§ **EXERCISE INSTRUCTIONS**:
Arrange every line of the listing below as a Markdown table with the columns "Row" and "Line," numbering the rows in order. Leave out blank lines and any line that stands for a picture.

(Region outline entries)

——

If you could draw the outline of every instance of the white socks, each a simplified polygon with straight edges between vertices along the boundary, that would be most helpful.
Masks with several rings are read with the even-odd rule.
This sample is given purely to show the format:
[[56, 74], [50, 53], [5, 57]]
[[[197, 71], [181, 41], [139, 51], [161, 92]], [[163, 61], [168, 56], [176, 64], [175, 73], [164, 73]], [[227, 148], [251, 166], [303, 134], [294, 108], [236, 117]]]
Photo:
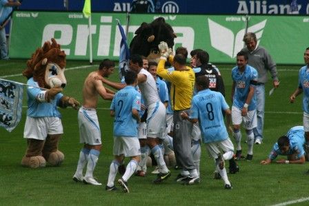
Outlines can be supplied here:
[[193, 162], [197, 167], [197, 174], [199, 176], [199, 162], [201, 161], [201, 145], [199, 142], [194, 143], [191, 147], [191, 153]]
[[100, 152], [96, 150], [91, 150], [89, 152], [88, 163], [87, 164], [87, 172], [86, 172], [85, 177], [93, 178], [93, 171], [98, 161], [99, 154]]
[[159, 145], [154, 146], [152, 149], [151, 149], [151, 152], [156, 159], [157, 164], [159, 166], [159, 171], [161, 173], [168, 173], [169, 170], [166, 167], [166, 163], [164, 162], [162, 150], [160, 147]]
[[119, 167], [119, 163], [114, 160], [110, 165], [110, 174], [108, 175], [108, 186], [114, 186], [114, 178], [116, 178], [116, 174], [118, 172], [118, 167]]
[[126, 172], [122, 176], [122, 178], [126, 182], [130, 178], [130, 177], [134, 174], [135, 170], [137, 169], [137, 162], [134, 160], [131, 160], [127, 165], [126, 168]]

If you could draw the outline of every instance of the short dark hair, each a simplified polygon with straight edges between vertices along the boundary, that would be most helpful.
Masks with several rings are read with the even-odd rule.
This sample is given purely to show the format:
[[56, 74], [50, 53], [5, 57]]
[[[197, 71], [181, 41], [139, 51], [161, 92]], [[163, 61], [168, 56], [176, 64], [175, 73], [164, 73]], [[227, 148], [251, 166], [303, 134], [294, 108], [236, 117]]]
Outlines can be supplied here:
[[178, 63], [180, 65], [186, 65], [186, 58], [185, 58], [185, 56], [183, 56], [183, 54], [176, 54], [174, 56], [174, 60], [175, 62]]
[[156, 66], [156, 67], [157, 67], [158, 66], [158, 63], [157, 62], [155, 62], [155, 61], [150, 61], [148, 63], [148, 69], [151, 66]]
[[257, 36], [253, 32], [248, 32], [243, 36], [243, 42], [249, 42], [251, 40], [253, 40], [254, 41], [257, 42]]
[[141, 59], [141, 56], [139, 54], [132, 54], [130, 57], [130, 60], [131, 60], [132, 63], [139, 64], [139, 66], [143, 66], [143, 59]]
[[179, 47], [176, 49], [175, 54], [182, 54], [186, 59], [188, 58], [188, 50], [184, 47]]
[[128, 71], [124, 75], [124, 81], [127, 85], [134, 83], [137, 78], [137, 74], [134, 71]]
[[197, 52], [203, 52], [203, 50], [201, 49], [195, 49], [191, 51], [191, 52], [190, 52], [190, 55], [191, 55], [191, 56], [195, 56], [195, 54], [197, 54]]
[[195, 83], [197, 85], [201, 86], [203, 89], [209, 87], [209, 79], [205, 75], [201, 75], [197, 77]]
[[284, 146], [288, 146], [290, 144], [290, 140], [288, 136], [283, 135], [278, 138], [277, 143], [279, 148], [281, 149]]
[[107, 69], [109, 69], [110, 68], [114, 68], [114, 62], [108, 59], [105, 59], [100, 63], [100, 65], [99, 66], [99, 70], [101, 70], [103, 68], [106, 68]]
[[243, 56], [243, 57], [245, 57], [245, 59], [248, 60], [247, 53], [245, 53], [243, 51], [240, 51], [239, 52], [237, 53], [237, 56]]
[[197, 59], [199, 59], [201, 64], [208, 64], [209, 62], [209, 54], [206, 51], [199, 51], [197, 53]]

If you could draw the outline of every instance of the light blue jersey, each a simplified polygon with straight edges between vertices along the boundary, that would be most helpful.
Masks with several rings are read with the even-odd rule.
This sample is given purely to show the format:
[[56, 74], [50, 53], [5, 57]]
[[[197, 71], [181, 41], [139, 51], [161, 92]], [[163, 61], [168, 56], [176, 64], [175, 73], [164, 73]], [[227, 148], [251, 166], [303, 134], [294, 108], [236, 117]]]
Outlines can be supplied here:
[[[175, 68], [173, 67], [170, 68], [168, 69], [169, 72], [175, 71]], [[172, 103], [170, 101], [170, 87], [171, 83], [168, 81], [165, 80], [165, 83], [166, 83], [166, 86], [168, 87], [168, 107], [166, 108], [166, 114], [174, 114], [174, 111], [172, 110]]]
[[13, 10], [12, 6], [6, 6], [8, 3], [8, 0], [0, 0], [0, 23], [3, 22]]
[[132, 86], [118, 91], [112, 99], [110, 110], [114, 110], [114, 136], [137, 136], [137, 120], [132, 110], [141, 110], [141, 94]]
[[165, 81], [157, 77], [157, 88], [158, 89], [159, 97], [162, 103], [169, 101], [168, 86]]
[[303, 145], [305, 144], [304, 134], [305, 132], [303, 126], [292, 127], [286, 134], [290, 141], [288, 151], [286, 154], [282, 154], [279, 149], [278, 143], [276, 143], [268, 158], [274, 160], [278, 155], [288, 155], [297, 153], [298, 158], [300, 158], [305, 154], [305, 150], [303, 150]]
[[190, 119], [198, 119], [204, 143], [221, 141], [228, 138], [222, 110], [229, 108], [223, 96], [210, 89], [193, 96]]
[[[235, 90], [233, 96], [233, 106], [241, 110], [247, 99], [250, 86], [254, 86], [257, 82], [258, 74], [257, 70], [247, 65], [243, 73], [239, 72], [237, 66], [232, 70], [232, 79], [235, 83]], [[255, 92], [248, 107], [248, 111], [257, 109]]]
[[61, 114], [58, 111], [57, 107], [63, 94], [58, 93], [50, 103], [40, 103], [37, 98], [43, 90], [39, 88], [37, 82], [34, 81], [33, 78], [30, 78], [27, 81], [27, 85], [30, 85], [27, 88], [27, 116], [31, 117], [54, 116], [61, 118]]
[[309, 114], [309, 68], [306, 65], [299, 70], [298, 87], [303, 92], [303, 110]]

——

§ **WRITTEN REPLY**:
| Row | Line |
|---|---|
| 1 | If you could draw the outline of every instance of the white socks, each a simplified polygon with straight edges between vertices along the boundary, that would be most helpful. |
| 2 | Masks with several rings are read with the even-odd rule. |
| 3 | This sample is given purely to show the format: |
| 4 | [[56, 74], [50, 53], [5, 57]] |
| 5 | [[[197, 71], [181, 41], [139, 51], [161, 92]], [[163, 61], [168, 56], [176, 64], [175, 73], [164, 73]], [[227, 148], [251, 166], [303, 134], [294, 108], [236, 117]]] |
| 6 | Photo: |
| 7 | Outlines can be supplied here: |
| 8 | [[193, 162], [197, 167], [197, 174], [199, 176], [199, 162], [201, 161], [201, 145], [199, 142], [194, 143], [191, 147], [191, 153]] |
| 9 | [[100, 152], [96, 150], [91, 150], [89, 152], [88, 163], [87, 164], [87, 172], [86, 172], [85, 177], [93, 178], [93, 171], [98, 161], [99, 154]] |
| 10 | [[159, 145], [154, 146], [152, 149], [151, 149], [151, 152], [156, 159], [157, 164], [159, 166], [159, 171], [161, 173], [168, 173], [169, 170], [166, 167], [166, 163], [164, 162], [162, 150], [160, 147]] |
| 11 | [[119, 167], [119, 163], [114, 160], [110, 165], [110, 174], [108, 175], [108, 186], [114, 186], [114, 178], [116, 178], [116, 174], [118, 172], [118, 167]] |
| 12 | [[126, 172], [122, 176], [122, 178], [126, 182], [130, 178], [130, 177], [134, 174], [135, 170], [137, 169], [137, 162], [134, 160], [131, 160], [127, 165], [126, 168]] |
| 13 | If you could draw the outline of every instance of the short dark hair, each a simplified polygon with straight edges between vertices along the boundary, that would be most helpful. |
| 14 | Masks with several rings are read with the even-odd rule. |
| 15 | This sample is given purely to show the format: |
| 16 | [[56, 74], [50, 53], [5, 57]] |
| 17 | [[[197, 71], [181, 41], [139, 51], [161, 92]], [[163, 61], [168, 56], [176, 64], [175, 73], [164, 73]], [[227, 148], [251, 166], [303, 134], [294, 108], [236, 117]]] |
| 18 | Outlines can be supplied here: |
| 19 | [[178, 63], [180, 65], [186, 65], [186, 58], [185, 58], [185, 56], [183, 56], [183, 54], [176, 54], [174, 56], [174, 60], [175, 62]] |
| 20 | [[156, 66], [156, 67], [157, 67], [158, 66], [158, 63], [157, 62], [155, 62], [155, 61], [150, 61], [148, 63], [148, 69], [151, 66]] |
| 21 | [[257, 36], [253, 32], [248, 32], [243, 36], [243, 42], [249, 42], [251, 40], [253, 40], [254, 41], [257, 42]] |
| 22 | [[141, 59], [141, 56], [139, 54], [132, 54], [130, 57], [130, 60], [131, 60], [132, 63], [139, 64], [139, 66], [143, 66], [143, 59]] |
| 23 | [[179, 47], [176, 49], [175, 54], [182, 54], [186, 59], [188, 58], [188, 50], [184, 47]] |
| 24 | [[128, 71], [124, 75], [124, 81], [127, 85], [134, 83], [137, 78], [137, 74], [134, 71]] |
| 25 | [[197, 52], [203, 52], [203, 50], [201, 49], [195, 49], [191, 51], [191, 52], [190, 52], [190, 55], [191, 55], [191, 56], [195, 56], [195, 54], [197, 54]] |
| 26 | [[195, 83], [197, 85], [201, 86], [203, 89], [209, 87], [209, 79], [205, 75], [201, 75], [197, 77]] |
| 27 | [[284, 146], [288, 146], [290, 144], [290, 140], [288, 136], [283, 135], [278, 138], [277, 143], [279, 148], [281, 149]] |
| 28 | [[107, 69], [109, 69], [110, 68], [114, 68], [114, 62], [108, 59], [105, 59], [100, 63], [100, 65], [99, 66], [99, 70], [101, 70], [103, 68], [106, 68]] |
| 29 | [[243, 56], [243, 57], [245, 57], [245, 59], [248, 60], [247, 53], [245, 53], [243, 51], [240, 51], [239, 52], [237, 53], [237, 56]] |
| 30 | [[197, 59], [199, 59], [201, 64], [208, 64], [209, 62], [209, 54], [206, 51], [199, 51], [197, 53]] |
| 31 | If you could draw the outline of every instance of the light blue jersey, each a simplified polygon with straight edges between vertices along the boundary, that would be most helpful. |
| 32 | Masks with several rings are read with the even-odd rule. |
| 33 | This sample is given purely to show the format: |
| 34 | [[56, 74], [50, 53], [5, 57]] |
| 35 | [[[197, 71], [181, 41], [139, 51], [161, 92]], [[163, 61], [168, 56], [176, 64], [175, 73], [164, 73]], [[227, 148], [251, 166], [303, 134], [294, 108], [236, 117]]] |
| 36 | Outlines can be supplied here: |
| 37 | [[[175, 68], [173, 67], [170, 68], [168, 69], [169, 72], [175, 71]], [[172, 103], [170, 101], [170, 87], [171, 83], [168, 81], [165, 80], [165, 83], [166, 83], [166, 86], [168, 87], [168, 107], [166, 108], [166, 114], [174, 114], [174, 111], [172, 110]]] |
| 38 | [[13, 10], [12, 6], [6, 6], [8, 3], [8, 0], [0, 0], [0, 23], [3, 22]] |
| 39 | [[132, 86], [118, 91], [112, 99], [110, 110], [114, 110], [114, 136], [137, 136], [137, 120], [132, 110], [141, 110], [141, 94]] |
| 40 | [[165, 81], [157, 77], [157, 88], [158, 89], [159, 97], [162, 103], [169, 101], [168, 86]] |
| 41 | [[303, 145], [305, 144], [304, 134], [305, 132], [303, 126], [292, 127], [286, 134], [290, 141], [288, 151], [286, 154], [282, 154], [279, 149], [278, 143], [276, 143], [268, 158], [274, 160], [278, 155], [288, 155], [297, 153], [298, 158], [300, 158], [305, 154], [305, 150], [303, 150]] |
| 42 | [[190, 119], [198, 119], [204, 143], [221, 141], [228, 138], [222, 110], [229, 108], [223, 96], [210, 89], [193, 96]] |
| 43 | [[[235, 90], [233, 96], [233, 106], [241, 110], [247, 99], [250, 86], [254, 86], [257, 82], [258, 74], [257, 70], [247, 65], [243, 73], [239, 72], [237, 66], [232, 70], [232, 79], [235, 83]], [[255, 92], [248, 107], [248, 111], [257, 109]]] |
| 44 | [[61, 114], [58, 111], [57, 107], [63, 94], [58, 93], [50, 103], [40, 103], [37, 98], [43, 90], [39, 88], [37, 82], [34, 81], [33, 78], [30, 78], [27, 81], [27, 85], [30, 85], [27, 88], [27, 116], [31, 117], [54, 116], [61, 118]] |
| 45 | [[309, 114], [309, 68], [306, 65], [299, 70], [298, 87], [303, 92], [303, 110]] |